**DO THIS:** Begin at the line that holds "Place a point on every instance of the rock" and copy each line exactly until the data below ends, including that last line but no pictures.

**RECORDS FOR THE TASK:**
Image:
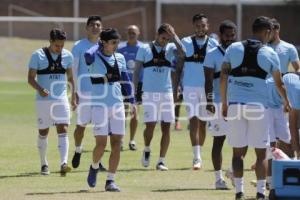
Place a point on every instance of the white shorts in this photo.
(108, 120)
(195, 102)
(52, 112)
(84, 110)
(158, 106)
(218, 126)
(278, 125)
(247, 127)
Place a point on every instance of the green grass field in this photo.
(19, 160)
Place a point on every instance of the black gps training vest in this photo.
(158, 60)
(199, 54)
(217, 74)
(54, 66)
(112, 75)
(249, 66)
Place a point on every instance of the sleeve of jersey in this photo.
(127, 88)
(89, 55)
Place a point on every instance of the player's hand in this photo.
(44, 92)
(224, 110)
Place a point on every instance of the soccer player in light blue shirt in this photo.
(129, 50)
(84, 86)
(193, 82)
(248, 63)
(158, 103)
(108, 74)
(212, 68)
(50, 68)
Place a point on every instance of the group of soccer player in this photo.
(242, 88)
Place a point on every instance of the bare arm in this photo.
(225, 71)
(31, 81)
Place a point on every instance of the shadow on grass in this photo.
(64, 192)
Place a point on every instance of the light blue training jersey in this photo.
(214, 60)
(83, 81)
(250, 89)
(193, 72)
(287, 53)
(129, 52)
(156, 79)
(56, 84)
(292, 84)
(107, 94)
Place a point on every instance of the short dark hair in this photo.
(162, 28)
(57, 34)
(261, 23)
(226, 24)
(109, 34)
(93, 18)
(199, 17)
(276, 24)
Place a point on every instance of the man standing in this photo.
(158, 103)
(107, 69)
(50, 65)
(193, 83)
(248, 63)
(212, 68)
(129, 50)
(84, 85)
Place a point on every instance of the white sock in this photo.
(78, 149)
(261, 186)
(219, 175)
(95, 165)
(147, 149)
(239, 185)
(110, 176)
(196, 151)
(42, 144)
(161, 160)
(63, 146)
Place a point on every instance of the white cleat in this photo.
(221, 185)
(146, 158)
(197, 164)
(161, 166)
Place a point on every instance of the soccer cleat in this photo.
(146, 158)
(221, 185)
(110, 186)
(132, 146)
(197, 164)
(64, 169)
(229, 175)
(260, 196)
(239, 196)
(45, 170)
(76, 160)
(92, 177)
(101, 167)
(161, 166)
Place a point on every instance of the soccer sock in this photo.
(63, 146)
(219, 175)
(147, 149)
(78, 149)
(42, 145)
(269, 181)
(110, 176)
(239, 184)
(261, 186)
(161, 160)
(196, 151)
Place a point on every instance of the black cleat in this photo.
(76, 160)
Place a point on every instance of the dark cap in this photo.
(109, 34)
(262, 23)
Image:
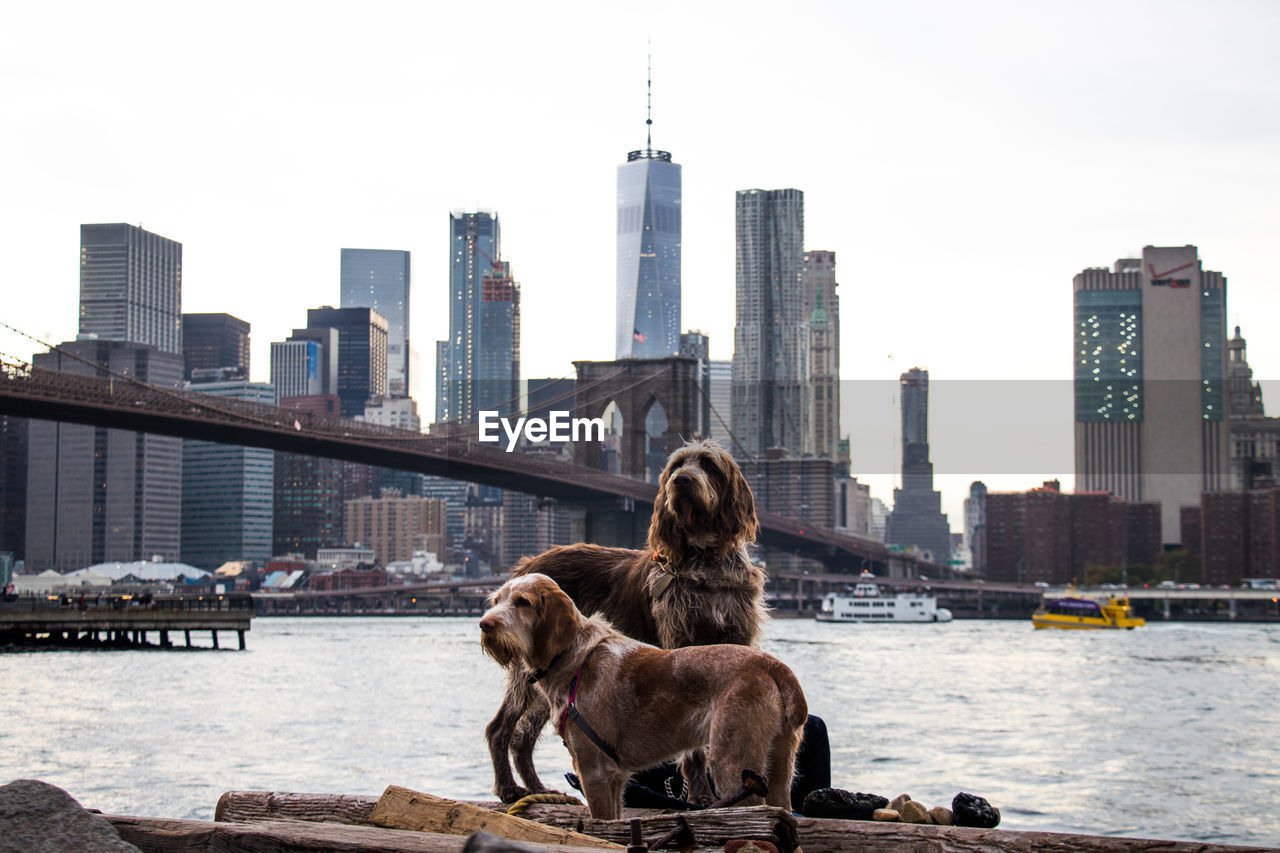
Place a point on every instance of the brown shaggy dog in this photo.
(624, 706)
(694, 585)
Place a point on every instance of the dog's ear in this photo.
(664, 532)
(735, 515)
(556, 628)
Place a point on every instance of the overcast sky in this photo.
(963, 159)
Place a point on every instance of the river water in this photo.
(1165, 731)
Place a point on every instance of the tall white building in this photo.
(1150, 381)
(649, 227)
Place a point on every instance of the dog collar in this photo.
(571, 712)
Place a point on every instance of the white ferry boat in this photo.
(867, 605)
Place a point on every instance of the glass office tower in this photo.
(131, 286)
(379, 278)
(649, 223)
(478, 368)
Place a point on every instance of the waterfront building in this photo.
(696, 345)
(853, 506)
(822, 311)
(396, 525)
(478, 366)
(97, 495)
(131, 286)
(976, 524)
(227, 489)
(455, 496)
(649, 229)
(772, 395)
(1051, 537)
(379, 278)
(1150, 381)
(1255, 442)
(721, 405)
(917, 518)
(400, 413)
(298, 366)
(798, 488)
(361, 354)
(13, 486)
(1238, 534)
(214, 342)
(309, 491)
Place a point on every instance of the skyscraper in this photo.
(361, 354)
(214, 341)
(478, 368)
(772, 396)
(917, 518)
(131, 286)
(1150, 381)
(822, 314)
(97, 495)
(649, 226)
(227, 489)
(379, 278)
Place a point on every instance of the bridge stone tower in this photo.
(635, 386)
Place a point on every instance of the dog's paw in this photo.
(510, 793)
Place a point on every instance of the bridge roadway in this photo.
(789, 592)
(126, 404)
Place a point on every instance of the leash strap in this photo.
(571, 712)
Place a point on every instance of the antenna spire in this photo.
(648, 119)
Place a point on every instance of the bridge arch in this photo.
(635, 386)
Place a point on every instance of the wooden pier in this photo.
(122, 621)
(277, 821)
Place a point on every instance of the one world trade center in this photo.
(648, 255)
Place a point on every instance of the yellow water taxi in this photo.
(1075, 612)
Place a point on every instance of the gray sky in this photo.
(963, 159)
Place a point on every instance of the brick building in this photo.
(1051, 537)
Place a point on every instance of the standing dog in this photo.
(694, 585)
(625, 706)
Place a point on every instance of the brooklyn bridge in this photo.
(616, 507)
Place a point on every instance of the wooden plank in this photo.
(245, 806)
(410, 810)
(821, 835)
(163, 835)
(817, 835)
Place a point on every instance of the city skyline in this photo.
(960, 197)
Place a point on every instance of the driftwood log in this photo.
(816, 835)
(410, 810)
(161, 835)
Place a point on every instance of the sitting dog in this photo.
(624, 706)
(694, 585)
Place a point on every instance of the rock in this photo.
(914, 812)
(839, 803)
(969, 810)
(39, 817)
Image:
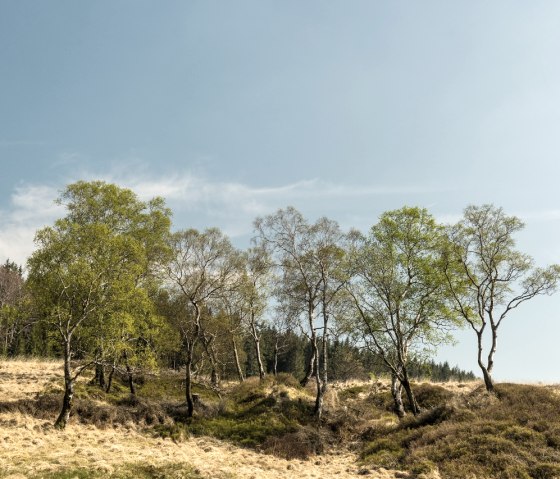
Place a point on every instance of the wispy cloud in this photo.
(11, 143)
(195, 200)
(31, 207)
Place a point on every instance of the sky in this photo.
(231, 110)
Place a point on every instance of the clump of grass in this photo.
(127, 471)
(353, 392)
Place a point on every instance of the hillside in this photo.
(264, 429)
(30, 447)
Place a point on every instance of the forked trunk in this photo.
(68, 399)
(414, 407)
(488, 382)
(486, 370)
(110, 379)
(237, 364)
(257, 340)
(396, 392)
(130, 376)
(188, 387)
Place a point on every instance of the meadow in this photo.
(265, 429)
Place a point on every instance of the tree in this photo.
(308, 257)
(203, 267)
(12, 320)
(91, 269)
(488, 277)
(399, 292)
(253, 295)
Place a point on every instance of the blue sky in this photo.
(342, 109)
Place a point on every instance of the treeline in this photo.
(111, 288)
(282, 351)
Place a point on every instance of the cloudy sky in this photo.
(342, 109)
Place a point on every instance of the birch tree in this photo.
(489, 278)
(399, 292)
(87, 272)
(204, 266)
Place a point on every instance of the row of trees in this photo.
(116, 290)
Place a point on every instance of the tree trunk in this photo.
(130, 376)
(485, 371)
(110, 379)
(311, 364)
(320, 391)
(276, 352)
(99, 377)
(415, 408)
(322, 384)
(257, 349)
(188, 386)
(237, 364)
(488, 382)
(396, 392)
(64, 415)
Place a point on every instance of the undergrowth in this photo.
(514, 434)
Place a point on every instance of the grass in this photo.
(255, 414)
(461, 433)
(127, 471)
(514, 434)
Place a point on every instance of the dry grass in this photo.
(30, 447)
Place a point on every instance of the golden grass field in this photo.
(31, 447)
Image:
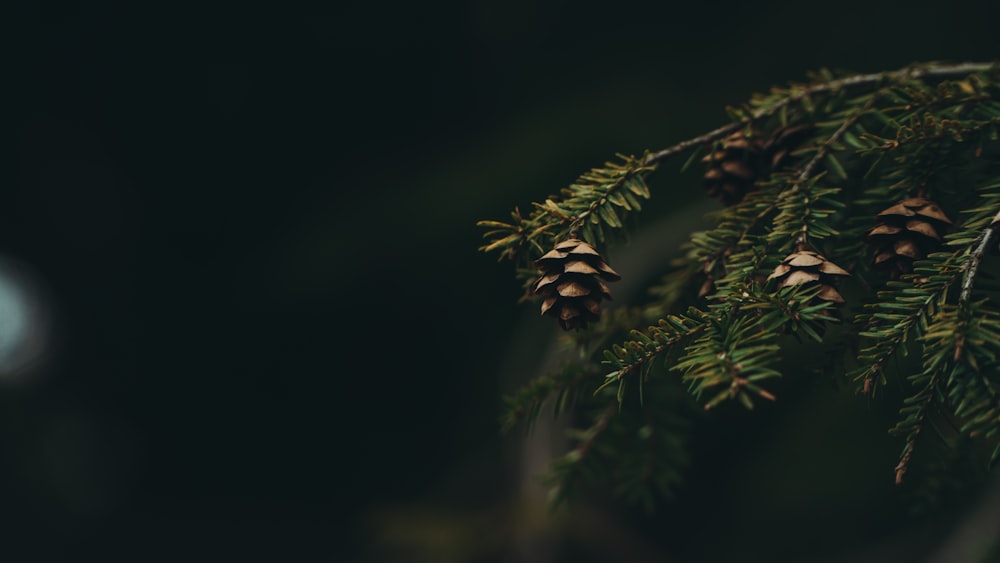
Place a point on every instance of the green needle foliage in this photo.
(793, 260)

**THE SOLUTION:**
Place a point on every instance of the rock in this photo.
(914, 812)
(839, 803)
(969, 810)
(39, 817)
Image:
Place a point on every instance of the wispy cloud in this photo.
(11, 143)
(195, 200)
(31, 207)
Place a point on every instance of the sky in this photo.
(231, 110)
Place a point on every instance of the clump of grass in this photo.
(127, 471)
(353, 392)
Place a point on every instance of the hillside in this photo.
(264, 429)
(30, 447)
Place a point on every instance of the forked trunk in this photo.
(68, 399)
(414, 407)
(488, 382)
(486, 370)
(110, 379)
(237, 364)
(257, 340)
(396, 392)
(130, 376)
(188, 387)
Place a point on every instance of the meadow in this photo.
(265, 429)
Place a point on every instance of the tree in this photo.
(308, 257)
(203, 267)
(12, 320)
(91, 269)
(488, 277)
(399, 292)
(253, 295)
Place a point on every instance of the blue sky in this photo.
(342, 109)
Place a point on every instance of the treeline in this photo.
(111, 288)
(282, 351)
Place a point on every instance of the cloudy sky in this photo.
(342, 109)
Place a point on every instance of the birch tree in this photo.
(489, 278)
(399, 292)
(87, 272)
(204, 266)
Place a point on every instance of the row of trees in this photo.
(116, 290)
Place a point on every instance of the tree trunk in this photo.
(130, 376)
(485, 371)
(110, 379)
(311, 364)
(320, 391)
(276, 352)
(99, 377)
(415, 408)
(322, 384)
(257, 349)
(188, 386)
(237, 364)
(488, 382)
(396, 392)
(64, 415)
Place a point on every instance of the undergrowth in this photo.
(514, 434)
Place a point on every instance of the grass in this photo.
(255, 414)
(461, 433)
(127, 471)
(514, 434)
Place a point on every instance of the dry grass in this photo.
(30, 447)
Place a point on every instance of the golden grass field in this photo.
(31, 447)
Image:
Place a point on every instance of the green needle foliage in this photo.
(793, 260)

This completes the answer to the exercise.